Retype every item below word for word, leaving the pictures out.

[begin Given entries]

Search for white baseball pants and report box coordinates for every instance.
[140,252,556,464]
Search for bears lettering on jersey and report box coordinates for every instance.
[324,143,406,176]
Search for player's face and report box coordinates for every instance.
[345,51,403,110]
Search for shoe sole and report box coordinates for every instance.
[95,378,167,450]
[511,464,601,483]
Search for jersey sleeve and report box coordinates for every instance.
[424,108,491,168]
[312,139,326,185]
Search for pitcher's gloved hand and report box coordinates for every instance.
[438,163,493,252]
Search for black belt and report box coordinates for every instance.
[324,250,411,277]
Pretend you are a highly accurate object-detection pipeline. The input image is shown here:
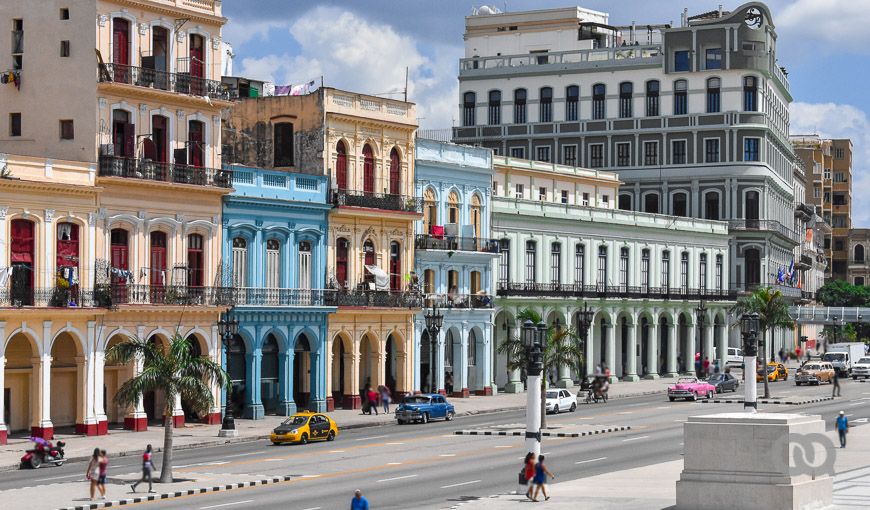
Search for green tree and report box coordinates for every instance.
[498,308,583,428]
[734,287,794,398]
[106,332,229,483]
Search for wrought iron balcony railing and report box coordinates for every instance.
[414,234,499,253]
[100,155,233,188]
[497,282,737,301]
[325,290,423,308]
[97,63,238,101]
[330,189,423,213]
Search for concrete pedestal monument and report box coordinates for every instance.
[676,413,835,510]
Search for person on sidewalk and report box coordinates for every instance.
[350,489,369,510]
[130,444,154,493]
[837,411,849,448]
[532,455,556,502]
[85,448,100,501]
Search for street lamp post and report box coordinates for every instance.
[425,303,444,393]
[218,310,239,437]
[740,313,767,413]
[522,321,547,458]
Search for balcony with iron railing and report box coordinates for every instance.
[414,234,499,253]
[97,63,238,101]
[330,189,423,214]
[497,282,736,301]
[99,155,233,189]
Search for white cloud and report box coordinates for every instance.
[237,7,462,127]
[774,0,870,53]
[790,102,870,227]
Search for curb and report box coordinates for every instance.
[454,425,631,437]
[57,475,299,510]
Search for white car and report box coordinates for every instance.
[547,389,577,414]
[852,357,870,381]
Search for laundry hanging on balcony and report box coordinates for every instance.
[366,265,390,290]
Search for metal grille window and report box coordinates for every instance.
[550,243,562,284]
[526,241,537,283]
[616,142,631,166]
[514,89,528,124]
[643,142,659,166]
[574,243,586,287]
[565,85,580,120]
[619,82,634,119]
[707,78,721,113]
[538,87,553,122]
[674,80,689,115]
[646,80,659,117]
[680,251,689,292]
[462,92,477,126]
[487,90,501,126]
[592,83,606,120]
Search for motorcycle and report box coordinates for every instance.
[21,437,66,469]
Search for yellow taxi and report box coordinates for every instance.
[269,411,338,444]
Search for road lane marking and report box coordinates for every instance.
[377,475,417,483]
[441,480,480,489]
[199,499,254,510]
[574,457,607,464]
[622,436,649,443]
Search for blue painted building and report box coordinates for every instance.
[414,139,498,397]
[222,166,335,419]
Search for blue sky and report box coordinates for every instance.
[223,0,870,226]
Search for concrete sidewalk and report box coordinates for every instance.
[449,417,870,510]
[0,379,672,471]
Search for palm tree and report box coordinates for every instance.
[498,308,583,429]
[106,332,229,483]
[734,287,794,398]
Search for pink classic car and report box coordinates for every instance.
[668,377,716,402]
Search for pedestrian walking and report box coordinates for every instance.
[837,411,849,448]
[130,444,154,492]
[85,448,100,501]
[532,455,556,501]
[350,489,369,510]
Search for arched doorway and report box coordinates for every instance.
[293,333,311,409]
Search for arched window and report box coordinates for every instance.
[363,144,375,193]
[335,140,347,190]
[592,83,606,120]
[487,90,501,126]
[565,85,580,120]
[743,76,758,112]
[707,78,722,113]
[646,80,659,117]
[538,87,553,122]
[390,147,402,195]
[462,92,477,126]
[619,82,634,119]
[233,237,248,288]
[514,89,528,124]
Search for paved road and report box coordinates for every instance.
[6,382,870,510]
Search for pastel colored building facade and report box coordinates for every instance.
[223,166,335,419]
[414,138,498,397]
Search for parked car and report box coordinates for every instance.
[707,372,740,393]
[547,390,577,414]
[755,361,788,382]
[269,411,338,444]
[396,393,456,425]
[668,377,716,402]
[852,357,870,381]
[794,361,834,386]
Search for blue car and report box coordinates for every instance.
[396,393,456,425]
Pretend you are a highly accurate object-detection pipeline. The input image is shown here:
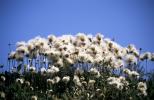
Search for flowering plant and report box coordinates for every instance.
[0,33,154,100]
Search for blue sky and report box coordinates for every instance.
[0,0,154,71]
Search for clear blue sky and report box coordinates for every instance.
[0,0,154,71]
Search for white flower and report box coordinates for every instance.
[140,52,151,60]
[73,75,81,86]
[89,68,101,78]
[88,80,96,86]
[47,66,59,74]
[131,71,139,78]
[31,96,37,100]
[54,76,60,83]
[126,54,137,64]
[107,76,129,90]
[137,82,147,96]
[16,78,24,84]
[62,76,70,83]
[40,67,46,74]
[48,35,56,42]
[29,66,36,72]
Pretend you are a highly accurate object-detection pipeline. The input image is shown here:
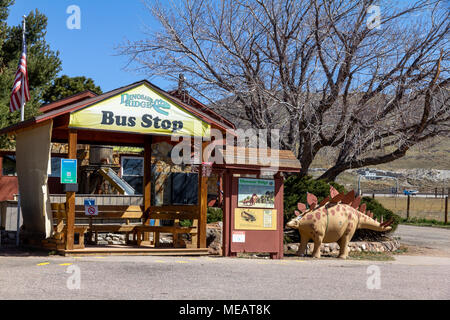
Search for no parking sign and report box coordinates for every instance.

[end Given entries]

Solved exercise
Search for white baseball pants and report box coordinates for every instance.
[140,252,556,464]
Search for bears lettering on jersey and report box coordinates for every instance.
[324,143,406,176]
Search for player's face and report box coordinates for every instance.
[345,51,403,110]
Search for shoe sole and report box coordinates for every instance.
[95,378,167,450]
[511,464,601,483]
Search for jersey sleeve and report box coordinates for every instance.
[424,108,491,168]
[312,139,326,185]
Search for pitcher's gloved hand and report box coordinates for every instance.
[438,163,493,252]
Search for black belt and report box coordinates for every instance.
[324,250,411,277]
Pretend you are a highly accurate object-detection pipeline. The input image is shown here:
Search for green tree and report box coordinates for every instance.
[498,308,583,428]
[734,287,794,398]
[106,332,229,483]
Search for wrought iron balcony railing and report box coordinates for every instance.
[414,234,499,253]
[100,155,233,188]
[497,282,737,301]
[325,290,423,308]
[97,63,238,101]
[330,189,423,213]
Search for concrete pedestal monument and report box coordinates for every instance.
[676,413,835,510]
Search for person on sidewalk and report box coordinates for every instance.
[350,489,369,510]
[130,444,154,493]
[837,411,849,448]
[532,455,556,502]
[85,448,100,501]
Search for street lamp post and report box coordinates for every instance.
[425,303,444,393]
[218,310,239,437]
[740,313,767,413]
[522,321,547,458]
Search for balcony with iron railing and report box coordinates for every instance.
[414,234,499,253]
[97,63,238,101]
[330,189,423,214]
[497,282,736,301]
[99,155,233,189]
Search for white cloud and report box coordinates for every instance.
[237,7,462,127]
[774,0,870,53]
[790,102,870,227]
Search for curb and report box coordinates for every instance.
[454,425,631,437]
[57,475,299,510]
Search for white car and report box coordinates for every instance.
[547,389,577,414]
[852,357,870,381]
Search for laundry hanging on balcony and report box coordinates for every instance.
[366,265,390,290]
Search for metal grille window and report box coordinates for every instance.
[550,243,562,284]
[526,241,537,283]
[616,142,631,166]
[514,89,528,124]
[643,142,659,166]
[574,243,586,287]
[565,85,580,120]
[619,82,634,119]
[707,78,721,113]
[538,87,553,122]
[674,80,689,115]
[646,80,659,117]
[680,251,689,292]
[462,92,477,126]
[487,90,501,126]
[592,83,606,120]
Search for motorcycle and report box coordinates for every instance.
[21,437,66,469]
Search for yellow taxi and report box coordinates for every instance.
[269,411,338,444]
Search for road lane marking and report box coordinates for every instance.
[377,475,417,483]
[441,480,480,489]
[199,499,254,510]
[574,457,607,464]
[622,436,649,443]
Search for blue painted building and report box coordinates for every instance.
[414,139,498,397]
[222,166,335,419]
Search for blue sky and report box coordinates for every instance.
[223,0,870,226]
Search for concrete sidewalk and report box coordinates for every instance.
[449,417,870,510]
[0,379,672,471]
Search for palm tree and report box coordinates for every instance.
[498,308,583,429]
[106,332,229,483]
[734,287,794,398]
Search for pink classic car and report box coordinates for every instance.
[668,377,716,402]
Search for pedestrian walking and report box coordinates for every instance.
[837,411,849,448]
[130,444,154,492]
[85,448,100,501]
[532,455,556,501]
[350,489,369,510]
Search for arched doorway and report box coordinates for every instance.
[293,333,311,409]
Search for arched window and report box coordinates for every instance.
[363,144,375,193]
[335,140,347,190]
[592,83,606,120]
[487,90,501,126]
[565,85,580,120]
[743,76,758,112]
[707,78,722,113]
[646,80,659,117]
[538,87,553,122]
[390,147,402,195]
[462,92,477,126]
[619,82,634,119]
[233,237,248,288]
[514,89,528,124]
Search for paved road and report box coordinates for every instance.
[6,382,870,510]
Search for pastel colored building facade and report box coordinates for every instance.
[223,166,335,419]
[414,138,498,397]
Search for parked car and report box coordinates for every instance.
[707,372,740,393]
[547,390,577,414]
[755,361,788,382]
[269,411,338,444]
[396,393,456,425]
[668,377,716,402]
[852,357,870,381]
[794,361,834,386]
Search for blue car and report box coordinates for every instance.
[396,393,456,425]
Pretend you are a highly accurate object-detection pipeline. The input image is shown here:
Search for flowering plant and report box coordinates for every instance.
[0,33,154,100]
Search for blue sky and report box coordinates for every instance.
[0,0,154,71]
Search for clear blue sky and report box coordinates for every instance.
[0,0,154,71]
Search for white flower and report box coordinates for every instance.
[140,52,151,60]
[73,75,81,86]
[89,68,101,78]
[88,80,96,86]
[47,66,59,74]
[131,71,139,78]
[31,96,37,100]
[54,76,60,83]
[126,54,137,64]
[107,76,129,90]
[137,82,147,96]
[16,78,24,84]
[62,76,70,83]
[40,67,46,74]
[48,35,56,42]
[29,66,36,72]
Pretend you are a highly accurate object-detection pipeline. The input image is shown here:
Search for no parking sign and report box coordinates for every instance.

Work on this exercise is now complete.